In taking these actions, respondents refused to inform Berry of the specific allegations against him and did not give Berry an opportunity to respond. They also refused to give Berry information about the witnesses and evidence against him.

In November 2018, Berry presented government claims to both respondents. On March 25, 2019, Berry submitted an intake form to the California Department of Fair Employment and Housing (DFEH), alleging gender discrimination. When he did not hear back from DFEH, Berry filed his original verified complaint on May 15, 2019. Approximately two weeks later, DFEH replied to Berry and explained that he needed to file a formal complaint in order to obtain a right to sue letter. Berry did so on August 8, 2019, and DFEH issued a right to sue letter on August 9.

» DATA LINES:
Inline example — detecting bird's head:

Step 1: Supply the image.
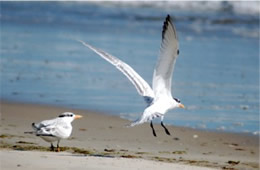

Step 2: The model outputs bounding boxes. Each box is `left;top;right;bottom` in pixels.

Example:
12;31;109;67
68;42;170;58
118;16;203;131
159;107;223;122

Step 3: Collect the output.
174;98;185;109
59;112;82;122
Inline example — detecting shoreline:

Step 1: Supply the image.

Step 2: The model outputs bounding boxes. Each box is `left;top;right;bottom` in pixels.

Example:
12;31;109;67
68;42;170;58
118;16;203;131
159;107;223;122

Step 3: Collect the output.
0;99;260;136
0;101;259;169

» WRITTEN TASK: In the passage on Berry's complaint, rewrite the stretch from "In November 2018, Berry" through "on August 9.", changing "right to sue letter" to "right-to-sue notice".

» THE OUTPUT:
In November 2018, Berry presented government claims to both respondents. On March 25, 2019, Berry submitted an intake form to the California Department of Fair Employment and Housing (DFEH), alleging gender discrimination. When he did not hear back from DFEH, Berry filed his original verified complaint on May 15, 2019. Approximately two weeks later, DFEH replied to Berry and explained that he needed to file a formal complaint in order to obtain a right-to-sue notice. Berry did so on August 8, 2019, and DFEH issued a right-to-sue notice on August 9.